▶ Problem details: Copy the stretch of items from the line containing "point_to(query) identifies every instance of the water" through the line containing "x=507, y=279", substituting "image coordinates" for "pixel coordinates" and changing nothing else. Give only those lines.

▶ Source records:

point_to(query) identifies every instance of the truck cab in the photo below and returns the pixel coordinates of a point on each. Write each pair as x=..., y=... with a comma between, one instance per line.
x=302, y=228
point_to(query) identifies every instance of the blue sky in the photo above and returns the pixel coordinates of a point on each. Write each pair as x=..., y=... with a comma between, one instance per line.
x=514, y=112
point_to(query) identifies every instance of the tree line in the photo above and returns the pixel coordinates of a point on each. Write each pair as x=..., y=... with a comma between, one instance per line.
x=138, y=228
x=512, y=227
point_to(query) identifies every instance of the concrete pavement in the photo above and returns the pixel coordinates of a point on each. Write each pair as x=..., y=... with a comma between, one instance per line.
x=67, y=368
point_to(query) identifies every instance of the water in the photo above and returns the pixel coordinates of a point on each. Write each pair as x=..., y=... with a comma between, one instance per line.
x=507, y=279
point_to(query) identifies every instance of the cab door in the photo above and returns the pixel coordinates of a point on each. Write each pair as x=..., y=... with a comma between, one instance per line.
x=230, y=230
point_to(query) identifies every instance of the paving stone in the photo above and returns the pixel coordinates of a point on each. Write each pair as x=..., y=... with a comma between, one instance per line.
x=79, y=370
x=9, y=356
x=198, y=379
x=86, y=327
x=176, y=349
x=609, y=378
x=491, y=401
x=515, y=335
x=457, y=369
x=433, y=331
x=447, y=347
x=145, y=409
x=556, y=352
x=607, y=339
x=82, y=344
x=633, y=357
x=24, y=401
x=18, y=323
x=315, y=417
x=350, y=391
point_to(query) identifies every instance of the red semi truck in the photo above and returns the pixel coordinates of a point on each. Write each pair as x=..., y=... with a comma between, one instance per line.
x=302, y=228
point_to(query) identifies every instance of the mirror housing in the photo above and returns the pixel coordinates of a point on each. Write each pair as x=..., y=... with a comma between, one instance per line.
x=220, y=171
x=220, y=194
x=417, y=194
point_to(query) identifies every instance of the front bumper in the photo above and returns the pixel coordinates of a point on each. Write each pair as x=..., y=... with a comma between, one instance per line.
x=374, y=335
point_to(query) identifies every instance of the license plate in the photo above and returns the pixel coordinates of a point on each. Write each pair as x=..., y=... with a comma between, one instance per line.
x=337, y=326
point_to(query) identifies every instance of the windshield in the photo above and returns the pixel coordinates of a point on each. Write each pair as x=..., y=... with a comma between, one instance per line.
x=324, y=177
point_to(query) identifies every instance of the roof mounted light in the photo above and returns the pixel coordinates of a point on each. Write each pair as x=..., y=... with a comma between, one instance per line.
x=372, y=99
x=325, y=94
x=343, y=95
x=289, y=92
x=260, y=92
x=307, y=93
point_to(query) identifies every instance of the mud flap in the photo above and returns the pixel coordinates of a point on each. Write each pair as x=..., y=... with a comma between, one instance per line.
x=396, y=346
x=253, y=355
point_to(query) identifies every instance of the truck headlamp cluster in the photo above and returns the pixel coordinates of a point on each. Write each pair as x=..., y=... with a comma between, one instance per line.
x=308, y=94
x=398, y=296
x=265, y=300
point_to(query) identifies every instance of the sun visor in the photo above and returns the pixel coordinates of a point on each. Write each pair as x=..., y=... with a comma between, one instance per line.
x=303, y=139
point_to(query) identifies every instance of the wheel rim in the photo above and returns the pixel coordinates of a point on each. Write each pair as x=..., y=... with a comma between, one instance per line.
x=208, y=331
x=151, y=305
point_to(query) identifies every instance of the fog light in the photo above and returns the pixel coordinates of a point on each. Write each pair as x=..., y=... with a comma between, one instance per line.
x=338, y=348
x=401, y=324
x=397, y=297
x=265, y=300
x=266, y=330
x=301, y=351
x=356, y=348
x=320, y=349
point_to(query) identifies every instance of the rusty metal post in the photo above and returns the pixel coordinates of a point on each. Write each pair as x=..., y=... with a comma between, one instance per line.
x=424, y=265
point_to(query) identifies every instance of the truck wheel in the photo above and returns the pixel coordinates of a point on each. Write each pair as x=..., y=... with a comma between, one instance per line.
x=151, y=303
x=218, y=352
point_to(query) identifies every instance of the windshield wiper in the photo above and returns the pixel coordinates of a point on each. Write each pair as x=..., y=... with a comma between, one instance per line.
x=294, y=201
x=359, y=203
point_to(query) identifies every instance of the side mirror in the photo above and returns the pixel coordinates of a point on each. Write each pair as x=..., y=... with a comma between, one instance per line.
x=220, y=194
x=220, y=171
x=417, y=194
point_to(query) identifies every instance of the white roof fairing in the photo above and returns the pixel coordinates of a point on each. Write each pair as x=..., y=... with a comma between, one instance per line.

▶ Task answer:
point_to(query) identifies every instance of the water in the photo above and returns the image coordinates of a point on each. Write each pair as x=..., y=... with a comma between, one instance per line.
x=507, y=279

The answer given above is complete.